_Aim of the exercise_
Quote all of the material below word for word, leaving the pictures out of your answer.

══ Data ══

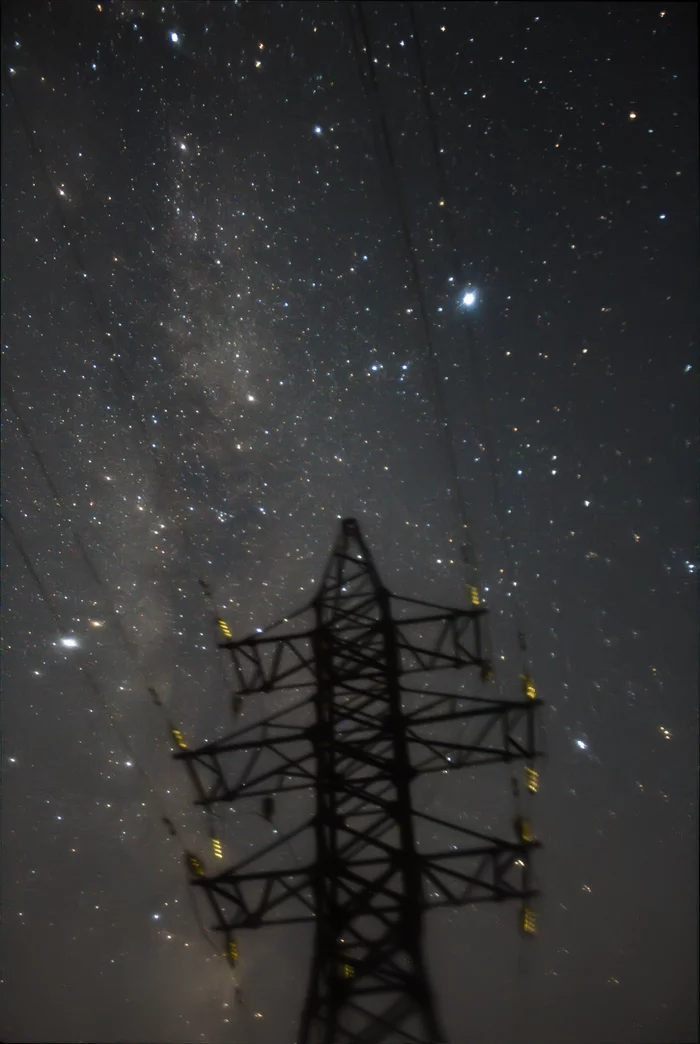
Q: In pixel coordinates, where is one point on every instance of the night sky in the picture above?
(213, 350)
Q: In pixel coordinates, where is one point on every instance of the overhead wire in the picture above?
(166, 817)
(360, 42)
(163, 478)
(481, 398)
(190, 548)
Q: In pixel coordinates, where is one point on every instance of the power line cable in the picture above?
(358, 29)
(445, 217)
(191, 551)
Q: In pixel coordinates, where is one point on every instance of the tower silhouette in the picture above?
(354, 737)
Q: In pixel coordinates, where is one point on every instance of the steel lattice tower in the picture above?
(355, 737)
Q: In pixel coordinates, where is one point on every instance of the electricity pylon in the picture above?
(354, 739)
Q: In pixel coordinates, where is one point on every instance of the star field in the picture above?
(214, 347)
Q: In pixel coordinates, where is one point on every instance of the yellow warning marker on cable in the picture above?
(523, 830)
(528, 686)
(528, 923)
(224, 627)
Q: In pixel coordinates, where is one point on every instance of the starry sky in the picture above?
(213, 349)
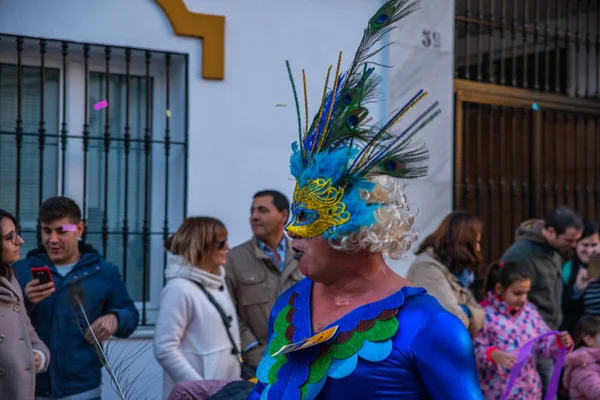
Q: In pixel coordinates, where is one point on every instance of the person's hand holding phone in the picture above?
(36, 291)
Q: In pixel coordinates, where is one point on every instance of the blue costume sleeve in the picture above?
(446, 359)
(279, 304)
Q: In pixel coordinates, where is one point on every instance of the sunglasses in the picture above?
(221, 245)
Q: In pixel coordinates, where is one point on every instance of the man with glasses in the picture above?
(539, 245)
(259, 270)
(75, 370)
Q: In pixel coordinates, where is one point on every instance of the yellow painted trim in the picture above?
(210, 28)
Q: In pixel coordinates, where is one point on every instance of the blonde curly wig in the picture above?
(393, 232)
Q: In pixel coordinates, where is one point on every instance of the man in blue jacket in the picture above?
(75, 371)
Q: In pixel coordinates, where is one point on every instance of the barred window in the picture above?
(125, 164)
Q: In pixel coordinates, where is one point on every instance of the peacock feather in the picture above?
(301, 375)
(342, 149)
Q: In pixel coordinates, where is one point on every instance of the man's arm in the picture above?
(436, 284)
(252, 349)
(121, 305)
(445, 359)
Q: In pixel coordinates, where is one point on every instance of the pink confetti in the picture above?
(69, 228)
(100, 105)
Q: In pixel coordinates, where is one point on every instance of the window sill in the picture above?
(142, 333)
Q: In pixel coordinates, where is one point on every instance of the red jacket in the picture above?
(582, 374)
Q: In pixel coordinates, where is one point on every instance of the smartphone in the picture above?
(42, 273)
(594, 266)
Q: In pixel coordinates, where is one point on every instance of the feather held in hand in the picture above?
(77, 295)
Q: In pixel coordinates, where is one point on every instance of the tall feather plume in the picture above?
(341, 120)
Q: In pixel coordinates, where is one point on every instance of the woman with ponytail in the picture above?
(510, 322)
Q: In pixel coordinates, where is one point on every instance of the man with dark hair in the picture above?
(539, 246)
(259, 270)
(75, 371)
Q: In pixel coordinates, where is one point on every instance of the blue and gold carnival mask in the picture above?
(337, 155)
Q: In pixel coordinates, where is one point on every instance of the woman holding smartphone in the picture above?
(22, 353)
(581, 288)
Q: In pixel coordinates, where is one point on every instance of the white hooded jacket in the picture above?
(190, 340)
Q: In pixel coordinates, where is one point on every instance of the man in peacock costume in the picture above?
(353, 329)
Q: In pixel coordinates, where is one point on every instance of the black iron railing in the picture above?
(125, 164)
(527, 138)
(551, 46)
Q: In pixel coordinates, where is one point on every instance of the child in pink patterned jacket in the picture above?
(510, 322)
(582, 367)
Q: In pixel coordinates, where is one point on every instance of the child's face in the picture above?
(592, 341)
(516, 294)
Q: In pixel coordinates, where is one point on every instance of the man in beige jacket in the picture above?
(259, 270)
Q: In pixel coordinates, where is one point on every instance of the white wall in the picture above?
(419, 66)
(239, 140)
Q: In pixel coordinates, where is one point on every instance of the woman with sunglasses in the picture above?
(191, 341)
(22, 353)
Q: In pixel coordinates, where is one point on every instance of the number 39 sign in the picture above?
(431, 39)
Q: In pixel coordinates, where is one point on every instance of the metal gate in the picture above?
(527, 104)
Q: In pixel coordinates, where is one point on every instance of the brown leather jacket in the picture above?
(428, 272)
(255, 283)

═══

_Problem solution_
Q: In pixel coordinates, where is one point on every instance of the night sky in the picture above?
(213, 350)
Q: In pixel coordinates, where is one point on every instance of the overhead wire in the picture above?
(166, 817)
(360, 42)
(163, 478)
(481, 398)
(190, 548)
Q: In pixel coordinates, where is one point on every instance of the power line cable in the picture above?
(358, 29)
(445, 217)
(191, 551)
Q: In pixel coordinates, where is one point on every instance of the tower silhouette in the picture above?
(354, 737)
Q: In pixel coordinates, where is one point on every instance of the steel lattice tower in the picture above?
(355, 737)
Q: In pixel coordinates, where is one point on every instance of the electricity pylon in the picture above?
(354, 739)
Q: In pixel coordinates, where is one point on every instance of the star field in the picture above?
(214, 347)
Q: In pixel coordinates, where is one point on every instance of the yellow warning marker on cable in the picture above?
(523, 830)
(528, 686)
(528, 923)
(224, 627)
Q: In pixel coordinates, where is one point on every instance of the starry sky in the picture above?
(213, 349)
Q: In pixel coordinates, where is one point on every instance of the person's hand holding phone in the picture above?
(36, 291)
Q: In pixel coordinates, where is one point on every instance of the blue costume sleeve in the picture above?
(446, 359)
(279, 304)
Q: In pixel coordinates, where is one point on every instance of the sunglasses in the picture above?
(221, 245)
Q: In pixel coordinates, where is one point on every instance of the man with glasses in the picture above?
(539, 245)
(259, 270)
(75, 370)
Q: In pixel coordinates, where is one point on every instance of the yellow painted trim in the picture above?
(210, 28)
Q: In pixel coordinates, where is one point on every instance of the blonde curly wig in the picture above?
(393, 232)
Q: In pixel coordinates, where is one point on every instance of the man in blue jacket in the picture above?
(75, 371)
Q: In pixel coordinates, where is one point on every instance of the barred window in the picture above?
(125, 164)
Q: In pixel coordinates, where is one point on every instance of the peacock feather in the picture above?
(301, 375)
(342, 149)
Q: In pixel coordinates, where is one point on every instance of the man's arm in the picture above?
(436, 284)
(252, 349)
(121, 305)
(445, 359)
Q: In pixel coordinates, where is one point on every instance of the pink confetti in the picture above?
(69, 228)
(100, 105)
Q: In pixel coordinates, where is one point on every instance of the window sill in the picture above?
(142, 333)
Q: In pixel coordinates, where is one point on every instance of the red jacket in the picture above?
(582, 374)
Q: In pixel coordinates, where is one point on every instance of the smartphone in the picture above?
(42, 273)
(594, 266)
Q: In pixel coordinates, where is one point on every instance of the feather held in hand in the picture above?
(77, 295)
Q: In pixel coordinates, where is one point on every instance of the tall feather plume in the picture above?
(341, 120)
Q: In pixel coordinates, where is one point on every instance of the woman with ponytail in the picture above?
(510, 322)
Q: In pixel coordinates, where is one point on every instance of the man with dark hair in the picture above?
(539, 246)
(259, 270)
(75, 371)
Q: In pixel coordinates, where is one point on every instance of the blue and gold carnival mask in the picture above?
(337, 155)
Q: In pixel coordinates, where is one point on every instance of the woman holding smartphone in the picture above?
(22, 353)
(581, 288)
Q: In pixel coordinates, where is one point on every instance of the white hooded jacket in the picture above?
(190, 340)
Q: In pixel coordinates, where is one point on every instance of the man in peacock costume in the picture above?
(353, 329)
Q: In pixel coordinates, where is one point on every instance of the black iron railing in the picture above?
(125, 164)
(527, 138)
(551, 46)
Q: In pixel coordinates, where is one point on every instance of the child in pink patterned jacket in the picture above?
(510, 322)
(582, 367)
Q: In pixel coordinates, where is one point on every instance of the child's face in the picture above?
(592, 341)
(516, 294)
Q: In pixel coordinates, where is one point on every instance of the man in beige jacket in the picture above?
(259, 270)
Q: In pixel coordinates, where is one point on every instance of the white wall in the picture above?
(419, 66)
(239, 140)
Q: In pixel coordinates, where is one point on every instance of the woman with sunglasses in the picture above?
(191, 341)
(22, 353)
Q: In pixel coordinates, where is one point on every instance of the number 39 sign in the picture above?
(431, 39)
Q: In pixel coordinates, where is one point on every instance of the metal gate in the picture above?
(527, 104)
Q: In pixel coordinates, where is one point on every instance of the brown leather jacket in the picture above?
(428, 272)
(255, 283)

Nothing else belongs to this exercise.